In the rows below, swap "Drop a point" for "Place a dot" and write the rows out again with nothing else changed. Leave the pictures out.
※ ※ ※
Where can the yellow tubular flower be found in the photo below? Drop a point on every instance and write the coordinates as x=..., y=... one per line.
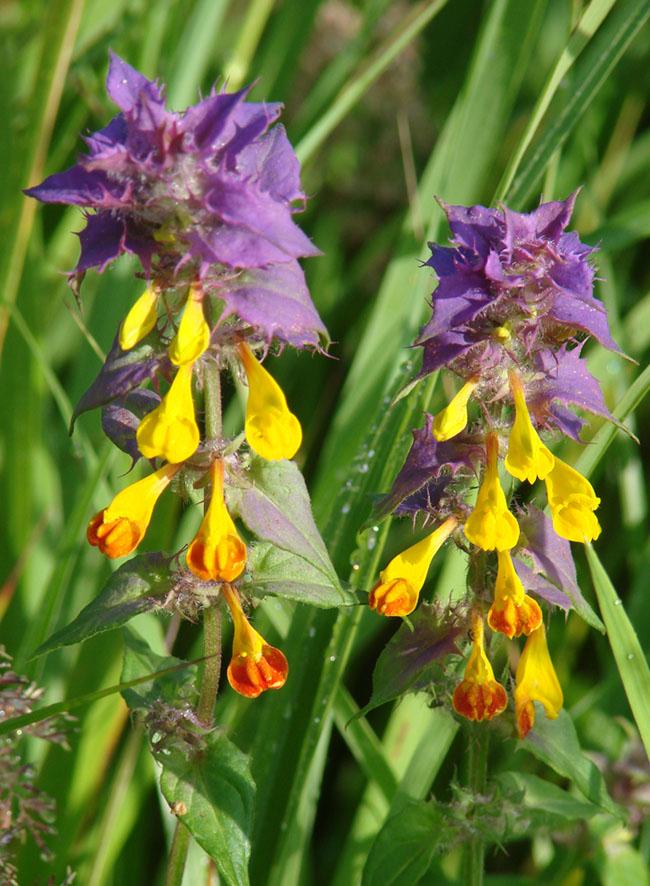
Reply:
x=193, y=335
x=491, y=525
x=118, y=529
x=170, y=430
x=527, y=458
x=453, y=418
x=255, y=666
x=271, y=429
x=217, y=553
x=513, y=611
x=400, y=583
x=479, y=696
x=572, y=501
x=140, y=320
x=536, y=681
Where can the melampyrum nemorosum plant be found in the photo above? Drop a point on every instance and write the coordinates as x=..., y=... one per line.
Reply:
x=511, y=312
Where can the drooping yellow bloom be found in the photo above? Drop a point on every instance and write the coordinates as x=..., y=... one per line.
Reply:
x=217, y=553
x=479, y=696
x=572, y=501
x=193, y=335
x=255, y=666
x=453, y=418
x=140, y=320
x=271, y=429
x=400, y=583
x=118, y=529
x=513, y=611
x=527, y=457
x=536, y=681
x=170, y=430
x=491, y=525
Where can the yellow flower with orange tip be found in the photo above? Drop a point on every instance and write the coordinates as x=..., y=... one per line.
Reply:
x=271, y=429
x=527, y=457
x=479, y=696
x=536, y=681
x=255, y=666
x=513, y=611
x=170, y=430
x=118, y=529
x=217, y=553
x=453, y=418
x=140, y=320
x=400, y=583
x=491, y=525
x=572, y=501
x=193, y=335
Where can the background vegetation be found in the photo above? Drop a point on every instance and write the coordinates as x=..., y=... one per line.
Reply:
x=389, y=104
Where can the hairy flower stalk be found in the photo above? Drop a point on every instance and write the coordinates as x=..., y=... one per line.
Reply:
x=512, y=309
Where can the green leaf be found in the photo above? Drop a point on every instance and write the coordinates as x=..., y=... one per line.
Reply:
x=411, y=660
x=630, y=659
x=217, y=792
x=404, y=847
x=555, y=743
x=282, y=574
x=174, y=686
x=137, y=586
x=542, y=798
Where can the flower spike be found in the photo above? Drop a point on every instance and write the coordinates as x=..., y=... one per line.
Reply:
x=193, y=336
x=479, y=696
x=513, y=611
x=271, y=429
x=491, y=525
x=400, y=583
x=453, y=418
x=140, y=320
x=536, y=681
x=572, y=501
x=255, y=666
x=217, y=553
x=118, y=529
x=170, y=430
x=527, y=458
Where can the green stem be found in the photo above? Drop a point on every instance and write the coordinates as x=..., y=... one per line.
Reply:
x=474, y=850
x=211, y=635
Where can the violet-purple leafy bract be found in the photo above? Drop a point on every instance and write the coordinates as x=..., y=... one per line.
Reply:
x=208, y=193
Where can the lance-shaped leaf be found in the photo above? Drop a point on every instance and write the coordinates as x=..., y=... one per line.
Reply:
x=138, y=586
x=121, y=419
x=555, y=743
x=551, y=557
x=272, y=500
x=271, y=570
x=122, y=371
x=216, y=793
x=424, y=466
x=413, y=657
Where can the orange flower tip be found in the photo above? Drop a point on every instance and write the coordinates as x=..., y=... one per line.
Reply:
x=393, y=598
x=250, y=675
x=479, y=701
x=223, y=561
x=513, y=619
x=117, y=538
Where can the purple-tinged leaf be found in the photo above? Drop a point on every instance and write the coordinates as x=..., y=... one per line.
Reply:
x=122, y=371
x=272, y=500
x=552, y=558
x=412, y=659
x=139, y=585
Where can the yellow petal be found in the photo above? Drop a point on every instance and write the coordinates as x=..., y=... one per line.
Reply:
x=170, y=431
x=140, y=320
x=272, y=430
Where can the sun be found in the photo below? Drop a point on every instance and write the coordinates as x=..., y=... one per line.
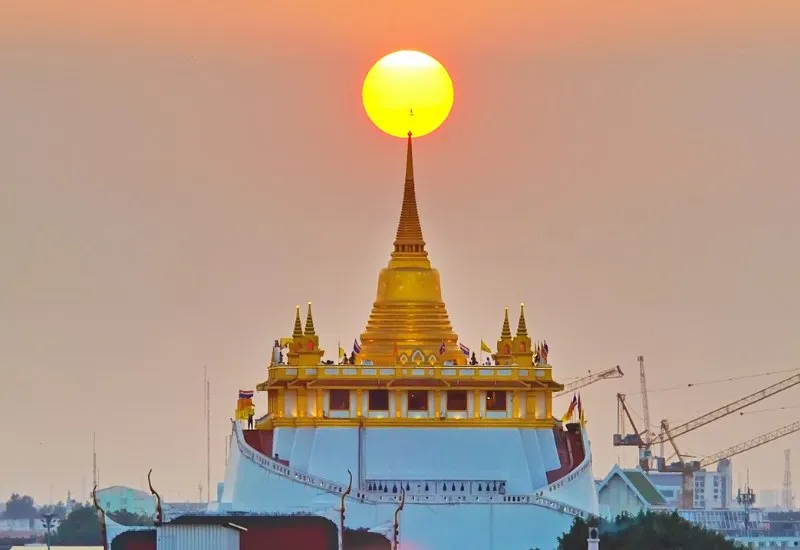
※ ※ ※
- Answer -
Where can the yellow tubular flower be found in the photo below? Place a dot on every instance and write the coordinates as x=..., y=... one per line.
Reply:
x=193, y=335
x=491, y=525
x=118, y=529
x=170, y=430
x=527, y=458
x=453, y=418
x=255, y=666
x=271, y=429
x=217, y=553
x=513, y=611
x=400, y=583
x=479, y=696
x=572, y=501
x=140, y=320
x=536, y=681
Where can the melampyrum nemorosum plant be found in the photo above? Place a dot on every instance and write the coordinates as x=..., y=... one per line.
Reply:
x=511, y=312
Where can the drooping yellow bloom be found in the photo above? Place a dot on every instance and write the coordinates as x=..., y=... one per line.
Reply:
x=217, y=553
x=479, y=696
x=572, y=501
x=193, y=335
x=255, y=666
x=453, y=418
x=140, y=320
x=271, y=429
x=400, y=583
x=118, y=529
x=513, y=611
x=527, y=457
x=536, y=681
x=170, y=430
x=491, y=525
Where can the yellow flower with orange tip be found in the photo above? Place a dot on every instance and write the coordinates as x=..., y=... one per line.
Reply:
x=271, y=429
x=527, y=457
x=479, y=696
x=536, y=681
x=255, y=666
x=513, y=611
x=170, y=430
x=118, y=529
x=217, y=553
x=453, y=418
x=140, y=320
x=400, y=583
x=491, y=525
x=572, y=501
x=193, y=335
Where can the background vegetation be found in the photo above? Place a dot on every instance and write the coordinates as x=..., y=... one per line.
Reply:
x=389, y=104
Where can the hairy flower stalk be found in the photo above? Place a dot on every instance and write the coordinates as x=..., y=... one per line.
Reply:
x=512, y=309
Where can the green leaf be found in the photo above? Place a dot on every instance and write the coordinates as x=..., y=... one per line.
Reply:
x=411, y=660
x=630, y=659
x=217, y=792
x=404, y=847
x=555, y=743
x=282, y=574
x=174, y=686
x=137, y=586
x=542, y=798
Where can the flower spike be found in the photo above? Place a dot on every instance and write the coordinates as x=..., y=... one per line.
Reply:
x=193, y=336
x=479, y=696
x=513, y=611
x=271, y=429
x=491, y=525
x=400, y=583
x=453, y=418
x=140, y=320
x=536, y=681
x=572, y=501
x=255, y=666
x=217, y=553
x=118, y=529
x=170, y=430
x=527, y=458
Where can the green stem be found in the photo above? Place a dot on every instance and write the coordinates as x=..., y=... one per line.
Reply:
x=474, y=850
x=211, y=635
Where can the violet-purple leafy bract be found in the photo above? Place a dot on every instance and write the coordinates as x=..., y=... one per line.
Reply:
x=208, y=193
Where can the lance-shaped leaf be found in the photo above? Place a dot on every instance and write the coordinates as x=..., y=... one per line.
Reply:
x=138, y=586
x=121, y=419
x=555, y=743
x=551, y=557
x=272, y=500
x=271, y=570
x=122, y=371
x=216, y=793
x=424, y=466
x=413, y=657
Where can the orange flower tip be found in the photo above? Place a dot on every instance and write the coordinates as x=..., y=... one per line.
Reply:
x=393, y=598
x=250, y=675
x=479, y=701
x=223, y=561
x=513, y=619
x=117, y=538
Where can the purple-tinged leaf be found in the photo above? Place a dot on every instance and write the coordinates as x=..., y=... one per line.
Reply:
x=122, y=371
x=272, y=500
x=552, y=558
x=412, y=659
x=139, y=585
Where can the yellow petal be found in the photo above? Place a dot on every instance and write the coordinates as x=..., y=... one per line.
Reply:
x=170, y=431
x=140, y=320
x=272, y=430
Where can the sun be found in the photo below? Place a dot on every instance and write the coordinates as x=..., y=... one per line.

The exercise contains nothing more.